### Text section

Single by will.i.am

from the album Songs About Girls
- B-side: "The Donque Song (Remix)"
- Released: October 2, 2007
- Recorded: 2006–2007
- Genre: Electro-R&B;
- Length: 4:24 (album version) 3:51 (radio edit)
- Label: will.i.am; Interscope;
- Songwriters: will.i.am; Fernando Garibay;
- Producer: Fernando Garibay

Will.i.am singles chronology
| "In the Ayer" (2008) | "One More Chance" (2007) | "What's Your Name" (2008) |

= One More Chance (will.i.am song) =

"One More Chance" is a song by American rapper will.i.am, released by Interscope Records on October 7, 2007 as the second single from his third solo album, Songs About Girls (2007).

==Background==
It was slated to be the second single, but its release was cancelled in favor of "Heartbreaker". Initially, the song was released via airplay on many European radio stations in October 2007, and was subsequently released to US radio. The song was co-written by Fernando Garibay, and was released in the UK on 25 August 2008. It was believed that Nicole Scherzinger was originally due to feature on the track, as in the first verse, will.i.am raps "You want a good nigga to stickwitu", in reference to the Pussycat Dolls song "Stickwitu". The music video for "One More Chance" premiered on Bubble Hits on 31 July 2008. It features will.i.am walking through a town manipulating the scenery around him with his hands to win his ex's favour and give him "one more chance". On August 31, 2008, the song entered the UK Singles Chart at #97.

######
### Raw records

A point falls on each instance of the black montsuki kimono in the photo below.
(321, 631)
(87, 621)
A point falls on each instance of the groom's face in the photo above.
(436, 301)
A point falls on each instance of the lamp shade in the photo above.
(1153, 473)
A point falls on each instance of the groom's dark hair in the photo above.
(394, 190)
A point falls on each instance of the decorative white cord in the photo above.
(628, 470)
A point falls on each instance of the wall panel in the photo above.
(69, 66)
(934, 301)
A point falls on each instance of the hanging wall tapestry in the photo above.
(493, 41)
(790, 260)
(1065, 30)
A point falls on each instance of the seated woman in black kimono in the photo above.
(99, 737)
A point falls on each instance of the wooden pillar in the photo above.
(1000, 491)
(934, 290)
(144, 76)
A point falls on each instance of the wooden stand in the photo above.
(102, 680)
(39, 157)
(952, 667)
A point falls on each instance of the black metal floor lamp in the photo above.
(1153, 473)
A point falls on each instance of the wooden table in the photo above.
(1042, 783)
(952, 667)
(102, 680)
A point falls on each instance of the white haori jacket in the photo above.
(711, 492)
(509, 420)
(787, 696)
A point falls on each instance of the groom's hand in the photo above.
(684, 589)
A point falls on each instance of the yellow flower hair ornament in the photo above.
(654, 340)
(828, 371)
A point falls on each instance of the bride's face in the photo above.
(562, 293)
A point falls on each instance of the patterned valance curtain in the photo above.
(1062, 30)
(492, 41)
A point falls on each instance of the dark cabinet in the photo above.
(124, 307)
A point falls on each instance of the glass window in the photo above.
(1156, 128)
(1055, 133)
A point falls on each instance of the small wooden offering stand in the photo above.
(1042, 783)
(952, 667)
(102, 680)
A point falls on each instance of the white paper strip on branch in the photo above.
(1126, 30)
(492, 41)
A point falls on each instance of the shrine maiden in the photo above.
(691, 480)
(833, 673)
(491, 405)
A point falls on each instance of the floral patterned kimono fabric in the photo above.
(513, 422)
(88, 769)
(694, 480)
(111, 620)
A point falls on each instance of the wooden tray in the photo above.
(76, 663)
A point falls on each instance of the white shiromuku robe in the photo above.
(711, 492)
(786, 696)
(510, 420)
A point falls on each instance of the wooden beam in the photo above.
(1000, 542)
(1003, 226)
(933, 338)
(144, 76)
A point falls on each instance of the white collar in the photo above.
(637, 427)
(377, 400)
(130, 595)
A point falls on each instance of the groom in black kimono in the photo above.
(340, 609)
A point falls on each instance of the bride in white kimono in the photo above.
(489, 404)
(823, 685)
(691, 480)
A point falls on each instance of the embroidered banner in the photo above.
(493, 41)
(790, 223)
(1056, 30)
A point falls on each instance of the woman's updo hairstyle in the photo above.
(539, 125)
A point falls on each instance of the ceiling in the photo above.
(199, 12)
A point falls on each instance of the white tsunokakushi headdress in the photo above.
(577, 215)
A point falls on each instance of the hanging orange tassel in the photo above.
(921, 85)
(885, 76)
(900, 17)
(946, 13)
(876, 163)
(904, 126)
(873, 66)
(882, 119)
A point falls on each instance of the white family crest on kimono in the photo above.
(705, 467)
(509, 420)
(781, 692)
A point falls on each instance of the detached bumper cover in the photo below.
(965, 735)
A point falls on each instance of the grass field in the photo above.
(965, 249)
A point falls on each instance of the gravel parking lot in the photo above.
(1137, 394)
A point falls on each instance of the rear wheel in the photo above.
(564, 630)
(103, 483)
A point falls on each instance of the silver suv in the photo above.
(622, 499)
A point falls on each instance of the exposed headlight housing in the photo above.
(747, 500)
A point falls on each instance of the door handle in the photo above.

######

• **Written problem A**
Summarize the text about the song "One More Chance" in two sentences.
• **Written problem B**
Using the text about the song "One More Chance," decide whether each statement agrees with it. Answer yes or no, and quote the words that decide it.
(i) Fernando Garibay produced the song.
(ii) The music video premiered on MTV.
(iii) The radio edit is longer than the album version.

• **Worked solution A**
"One More Chance" is a song by will.i.am from his album Songs About Girls, co-written and produced by Fernando Garibay. It was first played on European radio in October 2007 and then on US radio, and after its UK release on 25 August 2008 it entered the UK Singles Chart at #97.

• **Worked solution B**
(i) Yes: "Producer: Fernando Garibay"
(ii) No: "The music video for "One More Chance" premiered on Bubble Hits on 31 July 2008."
(iii) No: "Length: 4:24 (album version) 3:51 (radio edit)"